--- start Records for the exercise ---

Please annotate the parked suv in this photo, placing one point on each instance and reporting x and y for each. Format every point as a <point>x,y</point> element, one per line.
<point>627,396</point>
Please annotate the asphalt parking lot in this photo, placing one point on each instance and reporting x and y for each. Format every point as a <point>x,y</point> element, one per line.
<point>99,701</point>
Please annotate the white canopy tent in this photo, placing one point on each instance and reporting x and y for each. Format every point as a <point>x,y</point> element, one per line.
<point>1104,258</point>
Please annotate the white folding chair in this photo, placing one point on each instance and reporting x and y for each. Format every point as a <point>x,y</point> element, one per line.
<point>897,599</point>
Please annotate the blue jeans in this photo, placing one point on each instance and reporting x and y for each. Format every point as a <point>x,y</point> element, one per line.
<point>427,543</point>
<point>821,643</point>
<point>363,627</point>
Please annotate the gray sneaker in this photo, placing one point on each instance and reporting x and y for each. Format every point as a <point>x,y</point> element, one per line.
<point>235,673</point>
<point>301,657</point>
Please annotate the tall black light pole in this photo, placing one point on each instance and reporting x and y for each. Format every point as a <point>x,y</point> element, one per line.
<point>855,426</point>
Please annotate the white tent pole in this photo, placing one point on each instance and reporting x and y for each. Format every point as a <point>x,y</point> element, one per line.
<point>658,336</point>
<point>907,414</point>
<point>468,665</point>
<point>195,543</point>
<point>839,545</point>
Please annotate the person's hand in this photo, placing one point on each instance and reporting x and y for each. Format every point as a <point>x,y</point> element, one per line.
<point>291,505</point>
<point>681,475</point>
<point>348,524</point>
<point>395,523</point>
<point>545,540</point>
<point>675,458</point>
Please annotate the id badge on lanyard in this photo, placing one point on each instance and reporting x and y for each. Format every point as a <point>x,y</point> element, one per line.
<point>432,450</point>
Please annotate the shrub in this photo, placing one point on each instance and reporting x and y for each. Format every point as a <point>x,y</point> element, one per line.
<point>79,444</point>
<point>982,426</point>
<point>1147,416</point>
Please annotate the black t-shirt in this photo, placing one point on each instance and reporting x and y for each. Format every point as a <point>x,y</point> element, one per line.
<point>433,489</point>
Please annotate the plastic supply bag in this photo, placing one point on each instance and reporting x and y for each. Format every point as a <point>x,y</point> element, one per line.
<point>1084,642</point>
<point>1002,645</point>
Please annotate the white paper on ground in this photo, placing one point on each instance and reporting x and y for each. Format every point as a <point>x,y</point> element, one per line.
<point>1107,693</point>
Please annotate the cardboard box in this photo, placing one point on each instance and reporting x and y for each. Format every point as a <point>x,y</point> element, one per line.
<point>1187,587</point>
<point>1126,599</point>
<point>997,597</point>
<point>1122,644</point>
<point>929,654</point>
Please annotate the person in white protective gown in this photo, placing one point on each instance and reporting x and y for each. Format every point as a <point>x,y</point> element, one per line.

--- end Records for the exercise ---

• Directive
Copy every record above exactly as it appears.

• Problem solution
Please annotate the parked suv in this photo, placing one point on each instance and reporting x and y for each. Format every point as a <point>x,y</point> element, one per line.
<point>627,396</point>
Please annotate the asphalt parking lot in this photo, placing one point on each instance and reporting x and y for each. Format every point as a <point>x,y</point> element, one per line.
<point>99,701</point>
Please annotate the white canopy tent in this photo, placing one point on each instance and reporting x and y for each. Format every point as a <point>x,y</point> element, one per line.
<point>1104,258</point>
Please annotate the white folding chair in this photo, placing one point on each instance and reporting x and y for each. Format every point as a <point>x,y</point> element, one per line.
<point>897,599</point>
Please annotate the blue jeans in this photo, placing one point on each instance and reporting x and y for each. Format every point as a <point>x,y</point> element, one per line.
<point>427,543</point>
<point>821,643</point>
<point>363,627</point>
Please annotate the gray sneaker in this photo, placing one point on each instance and reporting x and y for each. Format every point as a <point>x,y</point> element, one per line.
<point>235,673</point>
<point>301,657</point>
Please annotate the tall black light pole in this photo, placing one point on each instance and reporting x and y for each. Format every point as a <point>x,y</point> element, one per line.
<point>855,426</point>
Please annotate the white tent pole in this photo, placing one point on each instance and reporting x and y for each. Format every point as a <point>x,y</point> element, one per line.
<point>658,336</point>
<point>907,414</point>
<point>468,665</point>
<point>195,543</point>
<point>839,545</point>
Please annotate the person's hand in this photo, placing one point on each instance and reporting x and y for each. Format every point as a <point>x,y</point> element, one per line.
<point>291,505</point>
<point>681,475</point>
<point>348,524</point>
<point>395,523</point>
<point>545,540</point>
<point>675,458</point>
Please annotate the id badge on lanyard in this photo, placing one point on each instance and reporting x and y for each. Format every point as a <point>x,y</point> element, one per line.
<point>432,450</point>
Please annotate the shrub in this photo, placing one point on each instance and reporting x and y for each. Format every point as a <point>x,y</point> element, one per line.
<point>79,444</point>
<point>982,426</point>
<point>1147,416</point>
Please annotate the black t-shirt in this photo, placing one point on each instance and reporting x and y for each. Format every point as a <point>x,y</point> element, one per line.
<point>433,489</point>
Please annotate the plastic supply bag in this photo, placing one point on each instance and reporting x and y for each. Format every point as a <point>x,y</point> element, one per line.
<point>1084,642</point>
<point>1002,645</point>
Please annotate the white paper on ground in this photo, placing one point on each instance and reporting x and y for each. Format every point as a <point>x,y</point> element, one per line.
<point>1107,693</point>
Please annotate the cardboard box in this photo, placing one point on each instance and reporting x and y for each. Format every point as a <point>x,y</point> element, one per line.
<point>1187,587</point>
<point>1126,599</point>
<point>997,597</point>
<point>1122,644</point>
<point>929,654</point>
Please annotate the person in white protective gown in this photo, placing one point on each instance and reporting x and y for each. Format every point as a <point>x,y</point> element, one per line.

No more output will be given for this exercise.